Data shown Block Start

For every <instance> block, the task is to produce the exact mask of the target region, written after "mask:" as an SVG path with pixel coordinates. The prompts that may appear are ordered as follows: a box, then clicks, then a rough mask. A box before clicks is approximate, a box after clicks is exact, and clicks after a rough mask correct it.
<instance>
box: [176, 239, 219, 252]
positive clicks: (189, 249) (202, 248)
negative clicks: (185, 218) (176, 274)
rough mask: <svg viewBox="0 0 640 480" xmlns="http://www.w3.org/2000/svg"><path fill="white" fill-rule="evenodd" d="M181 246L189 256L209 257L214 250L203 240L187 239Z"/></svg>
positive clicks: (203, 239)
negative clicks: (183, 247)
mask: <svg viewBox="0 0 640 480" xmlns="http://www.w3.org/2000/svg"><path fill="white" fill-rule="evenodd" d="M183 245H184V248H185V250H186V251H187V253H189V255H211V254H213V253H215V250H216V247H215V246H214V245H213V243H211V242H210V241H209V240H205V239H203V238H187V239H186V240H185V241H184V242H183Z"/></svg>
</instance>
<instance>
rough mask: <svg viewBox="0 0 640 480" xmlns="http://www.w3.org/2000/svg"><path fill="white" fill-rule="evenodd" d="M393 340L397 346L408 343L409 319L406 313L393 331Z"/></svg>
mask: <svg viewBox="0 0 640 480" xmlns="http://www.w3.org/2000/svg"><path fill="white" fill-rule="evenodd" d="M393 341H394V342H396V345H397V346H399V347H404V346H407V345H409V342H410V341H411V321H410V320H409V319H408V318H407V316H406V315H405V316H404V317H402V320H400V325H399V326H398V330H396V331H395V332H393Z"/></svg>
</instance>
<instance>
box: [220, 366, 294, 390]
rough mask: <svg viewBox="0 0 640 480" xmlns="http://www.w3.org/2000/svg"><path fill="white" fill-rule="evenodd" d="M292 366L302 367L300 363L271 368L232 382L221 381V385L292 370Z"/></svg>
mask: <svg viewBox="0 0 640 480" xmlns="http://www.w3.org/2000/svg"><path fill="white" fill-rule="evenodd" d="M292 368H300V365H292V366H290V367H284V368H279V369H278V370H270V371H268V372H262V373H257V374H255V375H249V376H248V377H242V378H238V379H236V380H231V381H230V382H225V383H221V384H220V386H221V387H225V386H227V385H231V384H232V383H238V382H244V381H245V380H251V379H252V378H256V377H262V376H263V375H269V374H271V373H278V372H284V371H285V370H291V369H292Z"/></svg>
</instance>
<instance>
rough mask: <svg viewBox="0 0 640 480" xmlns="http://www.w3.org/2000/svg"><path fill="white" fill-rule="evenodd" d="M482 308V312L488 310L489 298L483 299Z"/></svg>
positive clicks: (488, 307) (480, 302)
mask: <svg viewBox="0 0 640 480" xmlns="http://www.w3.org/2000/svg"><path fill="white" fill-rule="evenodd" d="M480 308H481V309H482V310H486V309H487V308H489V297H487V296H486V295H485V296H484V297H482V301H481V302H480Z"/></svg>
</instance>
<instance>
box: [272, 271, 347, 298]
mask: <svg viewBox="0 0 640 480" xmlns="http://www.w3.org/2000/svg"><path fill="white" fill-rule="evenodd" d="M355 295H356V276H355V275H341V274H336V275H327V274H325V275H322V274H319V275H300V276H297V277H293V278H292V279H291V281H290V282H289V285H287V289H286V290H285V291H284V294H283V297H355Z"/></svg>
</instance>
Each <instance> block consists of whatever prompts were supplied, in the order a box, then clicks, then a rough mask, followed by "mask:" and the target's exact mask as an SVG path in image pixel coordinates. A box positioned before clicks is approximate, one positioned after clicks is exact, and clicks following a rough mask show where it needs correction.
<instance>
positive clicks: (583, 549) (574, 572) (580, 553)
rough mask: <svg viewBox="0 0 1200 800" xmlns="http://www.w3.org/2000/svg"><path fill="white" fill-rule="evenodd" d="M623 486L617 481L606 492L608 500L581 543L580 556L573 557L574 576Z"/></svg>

Data shown Block End

What the task requires.
Output the entries verbatim.

Result below.
For every <instance> block, the task is to produce the exact mask of the target region, written after "mask:" as an SVG path with pixel coordinates. The prompts that may appear are ordered as follows: a box, then clicks, then a rough mask. A box before clicks is approximate, a box after clicks is exact, and clicks after a rough mask correct it.
<instance>
box: [176, 239, 219, 252]
positive clicks: (189, 249) (202, 248)
negative clicks: (185, 218) (176, 274)
rough mask: <svg viewBox="0 0 640 480" xmlns="http://www.w3.org/2000/svg"><path fill="white" fill-rule="evenodd" d="M181 246L189 256L209 257L214 250L203 240L187 239Z"/></svg>
positive clicks: (203, 239)
negative clicks: (183, 247)
mask: <svg viewBox="0 0 640 480" xmlns="http://www.w3.org/2000/svg"><path fill="white" fill-rule="evenodd" d="M183 245H184V248H185V250H186V251H187V253H189V255H211V254H213V253H215V250H216V247H215V246H214V245H213V243H211V242H210V241H209V240H205V239H203V238H187V239H186V240H185V241H184V242H183Z"/></svg>
</instance>
<instance>
rough mask: <svg viewBox="0 0 640 480" xmlns="http://www.w3.org/2000/svg"><path fill="white" fill-rule="evenodd" d="M393 340L397 346L408 343L409 319L406 313L393 331Z"/></svg>
mask: <svg viewBox="0 0 640 480" xmlns="http://www.w3.org/2000/svg"><path fill="white" fill-rule="evenodd" d="M393 341H394V342H396V345H397V346H399V347H404V346H407V345H409V342H410V341H411V321H410V320H409V319H408V318H407V316H406V315H405V316H404V317H402V320H400V325H399V326H398V330H396V331H395V332H393Z"/></svg>
</instance>
<instance>
box: [220, 366, 294, 390]
rough mask: <svg viewBox="0 0 640 480" xmlns="http://www.w3.org/2000/svg"><path fill="white" fill-rule="evenodd" d="M292 366L302 367L300 363L271 368L232 382L221 381V385L292 370Z"/></svg>
mask: <svg viewBox="0 0 640 480" xmlns="http://www.w3.org/2000/svg"><path fill="white" fill-rule="evenodd" d="M292 368H300V365H292V366H290V367H284V368H279V369H278V370H270V371H268V372H262V373H257V374H255V375H249V376H248V377H242V378H238V379H236V380H231V381H230V382H225V383H221V384H220V386H221V387H225V386H227V385H231V384H232V383H238V382H244V381H245V380H251V379H252V378H256V377H262V376H263V375H269V374H271V373H278V372H284V371H285V370H291V369H292Z"/></svg>
</instance>
<instance>
rough mask: <svg viewBox="0 0 640 480" xmlns="http://www.w3.org/2000/svg"><path fill="white" fill-rule="evenodd" d="M482 308V312L488 310L489 298L483 299Z"/></svg>
positive clicks: (488, 307) (480, 302)
mask: <svg viewBox="0 0 640 480" xmlns="http://www.w3.org/2000/svg"><path fill="white" fill-rule="evenodd" d="M480 308H481V309H482V310H486V309H487V308H489V297H487V296H486V295H485V296H484V297H482V301H481V302H480Z"/></svg>
</instance>
<instance>
box: [272, 271, 347, 298]
mask: <svg viewBox="0 0 640 480" xmlns="http://www.w3.org/2000/svg"><path fill="white" fill-rule="evenodd" d="M355 295H356V276H355V275H341V274H336V275H327V274H325V275H322V274H319V275H300V276H297V277H293V278H292V279H291V281H290V282H289V285H287V289H286V290H285V291H284V294H283V297H355Z"/></svg>
</instance>
Each <instance> block consists of whatever prompts were supplied, in the order a box, then clicks, then a rough mask, followed by "mask:" and the target's exact mask as an SVG path in image pixel coordinates. A box positioned before clicks is approximate, one positioned after clicks is exact, and clicks following a rough mask show where it needs correction.
<instance>
positive clicks: (583, 549) (574, 572) (580, 553)
rough mask: <svg viewBox="0 0 1200 800" xmlns="http://www.w3.org/2000/svg"><path fill="white" fill-rule="evenodd" d="M623 486L617 481L606 492L608 500L581 543L580 556L573 557L574 576Z"/></svg>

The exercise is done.